Extrait du document
Chaque soir, de 19h15 à 20h, Christophe Hondelatte (parfois remplacé par l’un de ses acolytes) s’entoure d’une brochette de « polémistes » pour « refaire le monde » sur RTL [1]. Pour préciser la mesure de cette ambition dont l’intitulé fait déjà froid dans le dos, le site de la radio annonce le « concept » de l’émission : « une grande liberté de parole et de ton, une pointe d’impertinence, et beaucoup de pertinence ! ».

Le 8 septembre dernier, Jean-Luc Mano, Alain-Gérard Slama, Anne-Sophie Mercier et Ivan Rioufol se partageaient le micro. L’émission se clôt sur le nombre aberrant de suicides chez les salariés de France Télécom dans la période récente. Certes, il n’y a sans doute pas matière à s’étonner que le traitement de cette question sur RTL soit médiocre, voire franchement indigne. Mais on n’en attendait pas tant, c’est-à-dire si peu : non seulement la question est traitée hâtivement dans les toutes dernières minutes, mais elle fait l’objet de commentaires édifiants. Avec une idée fixe et commune : exonérer l’organisation du travail comme facteur causal, pour mieux individualiser et psychologiser le problème, à l’encontre d’un siècle d’héritage sociologique.

Christophe Hondelatte lance ainsi le débat :

« Je voudrais - il nous reste vraiment que quelques minutes – qu’on parle des suicides chez France Télécom : il y a eu 22 suicides depuis janvier 2008, dont 6 suicides depuis mi-juillet sur l’ensemble des personnels France Télécom. Avec un débat qui a quand même fait douter certains syndicats : est-ce qu’on peut faire un usage revendicatif de ces suicides, est-ce que ces suicides ont des explications liées aux conditions de travail, est-ce qu’on peut s’emparer syndicalement, politiquement d’ un suicide pour en faire un combat syndical ? Voilà, je vous pose la question, je vous laisse absolument libres d’intervenir dans l’ordre que vous voulez. »

Données
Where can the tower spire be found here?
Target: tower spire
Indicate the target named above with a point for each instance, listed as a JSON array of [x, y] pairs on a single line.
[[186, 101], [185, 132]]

Consigne
D'après l'extrait sur l'émission de RTL, qui se partageait le micro le 8 septembre ? Donnez tous les noms.

Réponse
Jean-Luc Mano, Alain-Gérard Slama, Anne-Sophie Mercier et Ivan Rioufol.